WRITTEN TASKS:
• 1. Using the passage on Albert Street, state whether each statement agrees with it: (a) Albert Street is named in honour of Queen Victoria. (b) Current signage directs Highway 6 along Ring Road so that it bypasses the downtown area. (c) An alternate route of the Trans-Canada Highway follows Albert Street between Highway 1 and Victoria Avenue. Answer each with yes or no and quote the words of the passage that decide it.
• 2. From the passage on Albert Street, extract the stretch from "Albert Street is an" through "and Victoria Avenue.", copying it word for word.

SELECTED EXTRACT:
Albert Street is an arterial road in Regina, Saskatchewan. It is one of the main roads in and out of the downtown area of the city. It is named in honour of Prince Albert, the husband and consort of Queen Victoria, and intersects Victoria Avenue (named after Queen Victoria) in centre of the city.

Albert Street is considered synonymous with Saskatchewan Highway 6, although signage now points Highway 6 to follow Ring Road and bypass the downtown area; however, some maps and remnant signage and still show Highway 6 as following Albert Street through Regina. An alternate route of the Trans-Canada Highway (Highway 1) through Regina, follows Albert Street between Highway 1 and Victoria Avenue.

COLLECTED DATA:
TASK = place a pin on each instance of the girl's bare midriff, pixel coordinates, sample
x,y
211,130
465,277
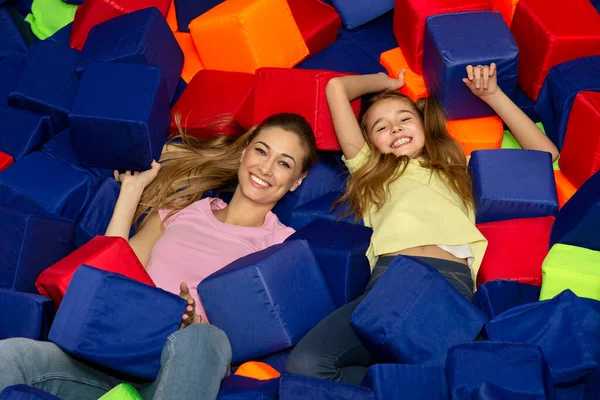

SOLUTIONS TO THE EXERCISE:
• 1.
(a) No: "It is named in honour of Prince Albert, the husband and consort of Queen Victoria"
(b) Yes: "signage now points Highway 6 to follow Ring Road and bypass the downtown area"
(c) Yes: "An alternate route of the Trans-Canada Highway (Highway 1) through Regina, follows Albert Street between Highway 1 and Victoria Avenue"

• 2.
Albert Street is an arterial road in Regina, Saskatchewan. It is one of the main roads in and out of the downtown area of the city. It is named in honour of Prince Albert, the husband and consort of Queen Victoria, and intersects Victoria Avenue (named after Queen Victoria) in centre of the city.

Albert Street is considered synonymous with Saskatchewan Highway 6, although signage now points Highway 6 to follow Ring Road and bypass the downtown area; however, some maps and remnant signage and still show Highway 6 as following Albert Street through Regina. An alternate route of the Trans-Canada Highway (Highway 1) through Regina, follows Albert Street between Highway 1 and Victoria Avenue.